§ **Supplied text**
This function is responsible for evaluating the trained model on both validation and test datasets. It performs several key steps and saves important outputs for analysis and comparison.

#### 1. Validation Evaluation

- The model is evaluated on the validation dataset.
- The returned metrics include:
  - `loss`
  - `accuracy`
  - `precision`
  - `recall`
  - `AUC (Area Under Curve)`

#### 2. Predictions & F1 Score (Validation)

- Predictions are made on the validation set.
- Ground truth labels are retrieved.
- **F1 scores** are calculated using:
  - `macro`: average F1 score across all classes
  - `micro`: global metrics by counting total true positives, etc.
  - `weighted`: average F1 weighted by support of each class

#### 3. Classification Report & Confusion Matrix

- A **classification report** is generated using `classification_report()` for validation data.
- It is saved as a CSV:
  - Appends if the file already exists.
  - Otherwise, creates a new file.
- A **confusion matrix** and **ROC-AUC curves** are saved using `save_confusion_matrix()` and `save_roc_auc_curve()` functions.

#### 4. Test Evaluation

- Similar steps are repeated for the test data:
  - Model evaluation
  - Predictions
  - F1 scores
  - Classification report
  - Confusion matrix and ROC curve generation

#### 5. Saving Final Metrics

- A dictionary is created to store all key metrics:
  - From both validation and test datasets
  - Architecture, dense units, learning rate, epochs
- This dictionary is converted to a DataFrame and stored as `metrics.csv`:
  - Appends if the file exists
  - Creates a new file otherwise

#### 6. Return Value

- The function returns a **single-row DataFrame** containing all important metrics.
- This is useful for comparing models across different configurations or hyperparameters.


In [None]:
def evaluate_metrics(model, valid_gen, test_gen, arch, dense, kr, epochs):
    """
    Evaluates a trained deep learning model on both validation and test datasets. 
    Computes standard metrics, generates classification reports, confusion matrices, and 
    ROC curves, and stores results in CSV files for further analysis.

§ **Problem to solve**
Copy the whole evaluation function write-up word for word. The lines that come next have nothing to do with this.

Saved records:
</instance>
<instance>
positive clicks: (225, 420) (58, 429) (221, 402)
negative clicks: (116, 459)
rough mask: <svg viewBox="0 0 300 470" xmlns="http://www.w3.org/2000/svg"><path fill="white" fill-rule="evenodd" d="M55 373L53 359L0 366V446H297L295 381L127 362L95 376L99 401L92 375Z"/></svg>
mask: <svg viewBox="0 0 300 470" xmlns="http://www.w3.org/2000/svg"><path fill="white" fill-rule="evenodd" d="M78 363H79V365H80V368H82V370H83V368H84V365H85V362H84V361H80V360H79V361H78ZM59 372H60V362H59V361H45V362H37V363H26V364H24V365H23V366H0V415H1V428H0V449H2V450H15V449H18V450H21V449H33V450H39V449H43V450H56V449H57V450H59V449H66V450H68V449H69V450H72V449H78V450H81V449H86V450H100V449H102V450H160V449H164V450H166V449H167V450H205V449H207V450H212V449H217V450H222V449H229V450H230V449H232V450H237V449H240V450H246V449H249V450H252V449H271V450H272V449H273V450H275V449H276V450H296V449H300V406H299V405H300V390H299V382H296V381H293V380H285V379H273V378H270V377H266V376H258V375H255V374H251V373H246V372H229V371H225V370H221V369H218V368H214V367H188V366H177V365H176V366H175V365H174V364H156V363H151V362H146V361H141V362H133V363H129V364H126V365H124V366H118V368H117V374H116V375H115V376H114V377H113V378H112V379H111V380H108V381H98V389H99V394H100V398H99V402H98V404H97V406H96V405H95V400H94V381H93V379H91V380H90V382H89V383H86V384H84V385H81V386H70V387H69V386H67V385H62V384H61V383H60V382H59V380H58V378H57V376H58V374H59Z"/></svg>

§ **Response to this exercise**
This function is responsible for evaluating the trained model on both validation and test datasets. It performs several key steps and saves important outputs for analysis and comparison.

#### 1. Validation Evaluation

- The model is evaluated on the validation dataset.
- The returned metrics include:
  - `loss`
  - `accuracy`
  - `precision`
  - `recall`
  - `AUC (Area Under Curve)`

#### 2. Predictions & F1 Score (Validation)

- Predictions are made on the validation set.
- Ground truth labels are retrieved.
- **F1 scores** are calculated using:
  - `macro`: average F1 score across all classes
  - `micro`: global metrics by counting total true positives, etc.
  - `weighted`: average F1 weighted by support of each class

#### 3. Classification Report & Confusion Matrix

- A **classification report** is generated using `classification_report()` for validation data.
- It is saved as a CSV:
  - Appends if the file already exists.
  - Otherwise, creates a new file.
- A **confusion matrix** and **ROC-AUC curves** are saved using `save_confusion_matrix()` and `save_roc_auc_curve()` functions.

#### 4. Test Evaluation

- Similar steps are repeated for the test data:
  - Model evaluation
  - Predictions
  - F1 scores
  - Classification report
  - Confusion matrix and ROC curve generation

#### 5. Saving Final Metrics

- A dictionary is created to store all key metrics:
  - From both validation and test datasets
  - Architecture, dense units, learning rate, epochs
- This dictionary is converted to a DataFrame and stored as `metrics.csv`:
  - Appends if the file exists
  - Creates a new file otherwise

#### 6. Return Value

- The function returns a **single-row DataFrame** containing all important metrics.
- This is useful for comparing models across different configurations or hyperparameters.


In [None]:
def evaluate_metrics(model, valid_gen, test_gen, arch, dense, kr, epochs):
    """
    Evaluates a trained deep learning model on both validation and test datasets. 
    Computes standard metrics, generates classification reports, confusion matrices, and 
    ROC curves, and stores results in CSV files for further analysis.